▸ **Passage to read**
Cell size heterogeneity early in development is required for collective cell migration during gastrulation in zebrafish
AbstractMetazoan embryos begin life as a single large cell, which divides to generate an entire multicellular organism. This natural progression is characterized by an early, visually striking phenomenon of progressive reduction in cell size, since early cell divisions occur in the absence of cell growth. It is intuitive that early embryogenesis, wherein the phenomenon of growing numbers of progressively smaller cells dominate, cell size may be an important factor for normal development.

▸ **Tasks**
1. Write down the part of the zebrafish passage starting at "Cell size heterogeneity" and ending at "for normal development.".
2. Using the zebrafish passage, mark each statement yes or no and quote the words that decide it: (a) Early cell divisions in the embryo happen without cell growth. (b) Metazoan embryos begin life as many small cells. (c) Cell size steadily increases in early development.

▸ **Given entries**
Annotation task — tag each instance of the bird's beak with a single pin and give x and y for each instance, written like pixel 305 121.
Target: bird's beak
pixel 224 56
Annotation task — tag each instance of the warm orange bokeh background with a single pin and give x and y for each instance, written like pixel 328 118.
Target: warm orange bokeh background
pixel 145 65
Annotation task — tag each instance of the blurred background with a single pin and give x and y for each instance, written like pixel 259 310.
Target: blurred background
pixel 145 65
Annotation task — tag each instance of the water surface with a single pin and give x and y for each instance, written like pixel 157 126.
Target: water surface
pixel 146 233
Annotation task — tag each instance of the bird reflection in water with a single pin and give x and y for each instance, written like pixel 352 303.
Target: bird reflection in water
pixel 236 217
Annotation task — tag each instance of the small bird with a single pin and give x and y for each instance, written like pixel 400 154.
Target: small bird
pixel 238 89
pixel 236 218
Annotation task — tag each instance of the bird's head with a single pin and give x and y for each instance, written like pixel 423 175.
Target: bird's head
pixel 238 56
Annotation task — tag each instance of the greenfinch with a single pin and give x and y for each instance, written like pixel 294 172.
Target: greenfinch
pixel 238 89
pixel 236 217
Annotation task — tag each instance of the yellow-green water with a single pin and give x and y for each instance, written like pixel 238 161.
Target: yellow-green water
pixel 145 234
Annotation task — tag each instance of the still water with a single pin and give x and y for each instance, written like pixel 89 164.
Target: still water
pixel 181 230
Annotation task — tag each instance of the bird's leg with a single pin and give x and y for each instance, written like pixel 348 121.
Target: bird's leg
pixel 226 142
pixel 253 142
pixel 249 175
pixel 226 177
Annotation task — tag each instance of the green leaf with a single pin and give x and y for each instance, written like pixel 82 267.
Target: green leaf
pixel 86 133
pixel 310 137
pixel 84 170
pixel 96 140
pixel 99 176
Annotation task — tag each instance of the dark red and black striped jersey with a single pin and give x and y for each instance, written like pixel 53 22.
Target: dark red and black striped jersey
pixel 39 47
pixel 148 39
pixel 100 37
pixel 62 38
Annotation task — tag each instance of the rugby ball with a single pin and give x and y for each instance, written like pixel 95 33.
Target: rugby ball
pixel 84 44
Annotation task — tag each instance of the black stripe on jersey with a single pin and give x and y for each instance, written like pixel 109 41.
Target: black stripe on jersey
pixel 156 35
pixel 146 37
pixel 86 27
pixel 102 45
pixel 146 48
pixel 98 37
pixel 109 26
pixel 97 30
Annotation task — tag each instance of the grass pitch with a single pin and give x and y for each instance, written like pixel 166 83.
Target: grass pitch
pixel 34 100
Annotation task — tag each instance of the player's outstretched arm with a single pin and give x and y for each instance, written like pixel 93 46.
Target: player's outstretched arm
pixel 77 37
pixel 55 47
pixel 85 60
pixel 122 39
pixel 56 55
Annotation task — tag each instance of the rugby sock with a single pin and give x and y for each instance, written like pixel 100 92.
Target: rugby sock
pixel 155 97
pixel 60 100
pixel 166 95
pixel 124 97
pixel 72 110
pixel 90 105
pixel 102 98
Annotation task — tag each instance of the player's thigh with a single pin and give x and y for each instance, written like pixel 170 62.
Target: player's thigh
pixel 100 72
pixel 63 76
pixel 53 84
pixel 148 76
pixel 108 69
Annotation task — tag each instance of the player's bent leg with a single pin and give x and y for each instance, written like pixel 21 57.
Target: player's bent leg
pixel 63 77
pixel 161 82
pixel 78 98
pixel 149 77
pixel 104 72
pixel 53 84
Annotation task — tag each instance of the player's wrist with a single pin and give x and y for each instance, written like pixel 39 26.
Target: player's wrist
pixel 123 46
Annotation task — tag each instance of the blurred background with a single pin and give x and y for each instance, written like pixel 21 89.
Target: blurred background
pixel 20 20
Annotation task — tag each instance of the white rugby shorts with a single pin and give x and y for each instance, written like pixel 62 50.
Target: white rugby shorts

▸ **Written responses**
1.
Cell size heterogeneity early in development is required for collective cell migration during gastrulation in zebrafish
AbstractMetazoan embryos begin life as a single large cell, which divides to generate an entire multicellular organism. This natural progression is characterized by an early, visually striking phenomenon of progressive reduction in cell size, since early cell divisions occur in the absence of cell growth. It is intuitive that early embryogenesis, wherein the phenomenon of growing numbers of progressively smaller cells dominate, cell size may be an important factor for normal development.

2.
(a) Yes: "early cell divisions occur in the absence of cell growth"
(b) No: "Metazoan embryos begin life as a single large cell"
(c) No: "progressive reduction in cell size"